Point labeling records:
>> BEGIN

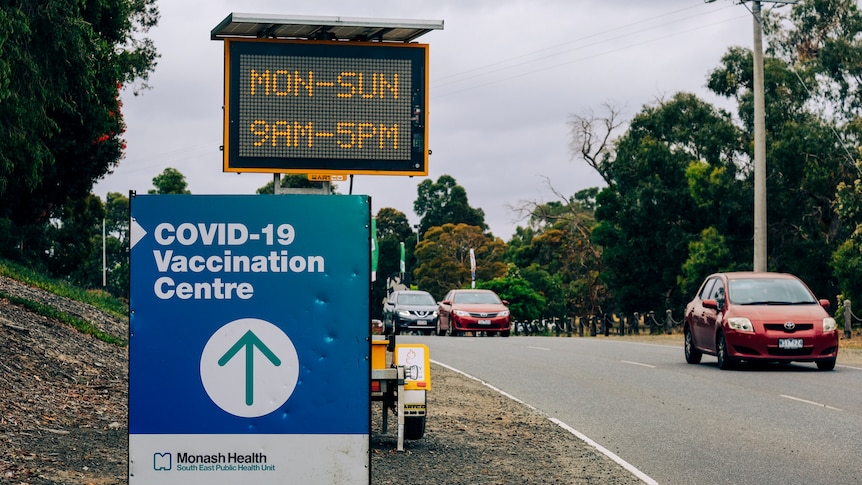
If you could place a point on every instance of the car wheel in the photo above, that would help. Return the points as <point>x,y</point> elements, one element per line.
<point>692,355</point>
<point>724,362</point>
<point>414,427</point>
<point>827,364</point>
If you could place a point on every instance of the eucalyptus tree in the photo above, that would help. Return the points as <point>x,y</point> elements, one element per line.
<point>443,258</point>
<point>445,202</point>
<point>62,65</point>
<point>646,216</point>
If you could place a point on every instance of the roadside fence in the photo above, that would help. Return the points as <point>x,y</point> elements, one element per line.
<point>601,324</point>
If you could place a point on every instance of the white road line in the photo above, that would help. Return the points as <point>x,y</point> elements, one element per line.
<point>810,402</point>
<point>601,449</point>
<point>637,363</point>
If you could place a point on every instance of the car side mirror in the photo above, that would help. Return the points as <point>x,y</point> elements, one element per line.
<point>713,304</point>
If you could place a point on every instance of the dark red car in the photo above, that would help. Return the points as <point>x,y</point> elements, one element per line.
<point>767,317</point>
<point>473,311</point>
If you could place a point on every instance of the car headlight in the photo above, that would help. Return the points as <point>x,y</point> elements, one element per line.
<point>741,324</point>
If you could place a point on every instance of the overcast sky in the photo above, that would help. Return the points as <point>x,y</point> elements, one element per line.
<point>505,78</point>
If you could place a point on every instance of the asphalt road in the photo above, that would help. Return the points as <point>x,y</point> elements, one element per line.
<point>679,423</point>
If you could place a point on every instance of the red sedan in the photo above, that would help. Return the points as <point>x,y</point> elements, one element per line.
<point>767,317</point>
<point>473,311</point>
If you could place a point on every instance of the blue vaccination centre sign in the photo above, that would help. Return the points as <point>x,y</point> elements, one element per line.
<point>249,338</point>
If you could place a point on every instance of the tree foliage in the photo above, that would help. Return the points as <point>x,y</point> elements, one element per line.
<point>443,258</point>
<point>445,202</point>
<point>62,64</point>
<point>646,216</point>
<point>170,181</point>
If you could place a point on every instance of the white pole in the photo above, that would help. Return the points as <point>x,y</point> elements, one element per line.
<point>104,257</point>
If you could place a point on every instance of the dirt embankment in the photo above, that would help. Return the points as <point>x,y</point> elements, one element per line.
<point>64,416</point>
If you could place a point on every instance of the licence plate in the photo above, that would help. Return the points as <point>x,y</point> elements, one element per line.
<point>790,343</point>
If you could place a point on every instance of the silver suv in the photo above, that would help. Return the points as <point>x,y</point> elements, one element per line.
<point>409,310</point>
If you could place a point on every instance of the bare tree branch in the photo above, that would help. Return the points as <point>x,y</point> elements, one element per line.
<point>592,136</point>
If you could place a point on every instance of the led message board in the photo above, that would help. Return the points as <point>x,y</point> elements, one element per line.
<point>325,106</point>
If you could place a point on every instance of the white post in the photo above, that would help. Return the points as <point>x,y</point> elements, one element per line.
<point>104,257</point>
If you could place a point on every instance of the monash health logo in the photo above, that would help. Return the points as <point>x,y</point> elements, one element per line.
<point>162,461</point>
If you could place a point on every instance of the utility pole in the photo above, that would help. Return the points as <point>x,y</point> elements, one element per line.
<point>759,145</point>
<point>760,263</point>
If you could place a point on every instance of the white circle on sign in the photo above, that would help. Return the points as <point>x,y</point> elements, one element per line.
<point>249,367</point>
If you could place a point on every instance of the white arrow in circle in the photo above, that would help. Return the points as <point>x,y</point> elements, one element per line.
<point>136,233</point>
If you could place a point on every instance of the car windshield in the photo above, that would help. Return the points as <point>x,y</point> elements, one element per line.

>> END

Put the lines of the records above into a numbered list, leaving out blank lines and the pictures.

1. If you could place a point on every instance of the car wheel in the photo above, that would help. Return the points as <point>x,y</point> elements, one element per line.
2. <point>692,355</point>
3. <point>724,362</point>
4. <point>414,427</point>
5. <point>827,364</point>
6. If you could place a point on every instance of the eucalyptus tree in the photo above, that would help. Return the points as <point>x,y</point> elements, one element per line.
7. <point>443,258</point>
8. <point>445,202</point>
9. <point>62,65</point>
10. <point>646,216</point>
11. If you could place a point on every instance of the roadside fence in the photo above, that would help. Return the points as <point>x,y</point> elements, one element per line.
12. <point>601,324</point>
13. If you could place a point on every instance of the white road line in the photo above, that would help. Return the points as <point>x,y</point> elements, one element per line.
14. <point>810,402</point>
15. <point>601,449</point>
16. <point>637,363</point>
17. If you could place a point on every instance of the car side mirror in the photo above, that would help. Return the points as <point>x,y</point> elements, one element per line.
18. <point>713,304</point>
19. If you could place a point on every instance of the dark red car in the photo above, that would help. Return the points as <point>x,y</point> elements, one element per line.
20. <point>767,317</point>
21. <point>473,311</point>
22. If you could place a point on every instance of the car headlight in the photo above, that would help. Return the points as <point>x,y</point> elements, one element per line.
23. <point>741,324</point>
24. If you could place a point on every instance of the overcast sky in the photo above, that would help. Return the points as <point>x,y</point> elements, one element per line.
25. <point>505,78</point>
26. If you could place a point on every instance of the asphalt road in the photo above, that would help. Return the points as <point>x,y</point> elements, one element per line.
27. <point>679,423</point>
28. If you could place a point on every instance of the red sedan in the photo above, that would help. Return the points as <point>x,y</point> elements, one element per line.
29. <point>767,317</point>
30. <point>473,311</point>
31. If you could place a point on every instance of the blue vaccination centre sign in the photo above, that would help. Return the points as <point>x,y</point> elements, one element per line.
32. <point>249,338</point>
33. If you could place a point on every instance of the tree foliage in the photo above, that would help. Return the points as <point>x,y</point> elements, one element per line.
34. <point>443,258</point>
35. <point>445,202</point>
36. <point>62,64</point>
37. <point>646,216</point>
38. <point>170,181</point>
39. If you could place a point on every instance of the white pole in the photo above, that would help. Return the points as <point>x,y</point> elements, one element per line.
40. <point>104,257</point>
41. If you could place a point on every instance of the dirt embankment in the photo above, that would help. Return the points as <point>x,y</point> elements, one element per line.
42. <point>64,416</point>
43. If you could place a point on every instance of the licence plate in the photo above, that would help. Return the points as <point>x,y</point> elements, one element per line.
44. <point>790,343</point>
45. If you could place a point on every instance of the silver suv in the photo above, that would help. Return the points as <point>x,y</point> elements, one element per line.
46. <point>409,310</point>
47. If you could place a point on every instance of the bare tree branch in the photo above, that would help. Return the points as <point>x,y</point> elements, one element per line.
48. <point>592,136</point>
49. If you could place a point on every instance of the led message board in the photo above, that would help. Return the points as <point>x,y</point> elements, one element per line.
50. <point>325,106</point>
51. If you could place a point on every instance of the white post in the photo above, that would help. Return the points as <point>x,y</point> elements, one element per line.
52. <point>104,257</point>
53. If you could place a point on every instance of the monash health logo in the photo above, that would help. Return the points as <point>x,y</point> elements, one element per line.
54. <point>162,461</point>
55. If you could place a point on every instance of the utility pole in the photo above, that would help. Return the points as <point>x,y</point> elements, one element per line.
56. <point>759,145</point>
57. <point>760,263</point>
58. If you could place a point on every instance of the white circle on sign in the photo above, that would help. Return the points as <point>x,y</point> elements, one element per line.
59. <point>249,367</point>
60. If you could place a point on every instance of the white arrow in circle in the photo above, that would help. Return the points as <point>x,y</point> elements, one element per line.
61. <point>136,233</point>
62. If you could place a point on every instance of the car windshield in the photo above, that would help. Return the points as <point>x,y</point> elements, one element per line.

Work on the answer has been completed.